[WHAT TO WORK ON]
a: Decide whether each statement agrees with the fantasy football projections: (i) Kyle Rudolph had 73 targets in 2015; (ii) Eli Manning finished 2016 as QB12; (iii) Samaje Perine is projected as RB22 for 2017. Answer yes or no for each, quoting the deciding words.
b: Quote the fantasy football projections from "2016 standing: QB21" up to and including "and 18th QB.".
SOURCE EXTRACT Block Start
Kyle Rudolph, Vikings (TE)
2016 standing: TE3 (126.00 fantasy points)
2017 projection: TE9 (100 fantasy points)
Without anything that resembled a running game, and no time to push the ball down the field, Minnesota was forced to dump the ball off regardless of the down and distance. As a result, Kyle Rudolph saw an absurd 132 targets, up from 73 in 2015.
The Viking offense still won’t be an explosive unit in 2017, but they will run the ball more effectively, and Laquon Treadwell will emerge as an option in the passing game.
Eli Manning, Giants (QB)
2016 standing: QB21 (224.18 fantasy points)
2017 projection: QB12 (260 fantasy points)
Pardon my language, but it’s time for Eli Manning to s*** or get off the pot. Yes, his offensive line really let him down last season, but he has far too many weapons to be a completely useless fantasy option. The additions of Brandon Marshall and freakishly-athletic tight end Evan Engram provides Eli with a dream set of targets.
Right now, Manning is coming off draft boards somewhere between the 16th and 18th QB.
Samaje Perine, Washington (RB)
2016 standing: N/A
2017 projection: RB22 (135 fantasy points)
SOURCE EXTRACT Block End
DATA BELOW Block Start
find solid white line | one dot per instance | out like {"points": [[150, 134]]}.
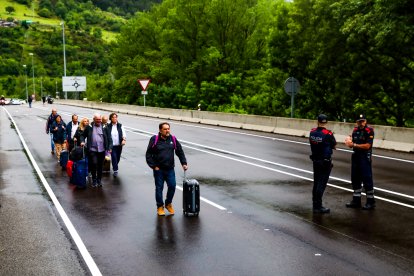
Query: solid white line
DATA BELOW Block End
[PER-TASK OUTPUTS]
a:
(i) Yes: "up from 73 in 2015"
(ii) No: "2016 standing: QB21 (224.18 fantasy points)"
(iii) Yes: "2017 projection: RB22 (135 fantasy points)"

b:
2016 standing: QB21 (224.18 fantasy points)
2017 projection: QB12 (260 fantasy points)
Pardon my language, but it’s time for Eli Manning to s*** or get off the pot. Yes, his offensive line really let him down last season, but he has far too many weapons to be a completely useless fantasy option. The additions of Brandon Marshall and freakishly-athletic tight end Evan Engram provides Eli with a dream set of targets.
Right now, Manning is coming off draft boards somewhere between the 16th and 18th QB.